Edit the lines below by changing every "parchment" to "paper" and keeping everything else the same. Leave the pictures out of your answer.
☆ ☆ ☆ ☆ ☆ ☆ ☆
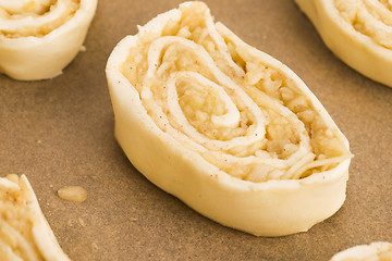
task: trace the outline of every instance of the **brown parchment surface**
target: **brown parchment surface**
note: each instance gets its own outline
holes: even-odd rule
[[[307,233],[264,238],[226,228],[160,190],[113,138],[105,66],[114,46],[175,0],[100,0],[81,52],[50,80],[0,75],[0,175],[26,174],[73,260],[329,260],[392,241],[392,88],[356,73],[323,45],[291,0],[207,0],[216,21],[289,65],[351,142],[347,199]],[[391,72],[392,73],[392,72]],[[61,200],[68,185],[83,203]]]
☆ ☆ ☆ ☆ ☆ ☆ ☆
*Result for this exercise*
task: trace the outline of every instance of the **brown paper surface**
target: **brown paper surface**
note: each instance gets its own outline
holes: even-odd rule
[[[307,233],[264,238],[226,228],[160,190],[113,138],[105,66],[114,46],[175,0],[100,0],[81,52],[50,80],[0,75],[0,175],[26,174],[73,260],[329,260],[392,241],[392,88],[356,73],[323,45],[291,0],[207,0],[216,21],[289,65],[351,142],[347,199]],[[391,72],[392,73],[392,72]],[[61,200],[68,185],[83,203]]]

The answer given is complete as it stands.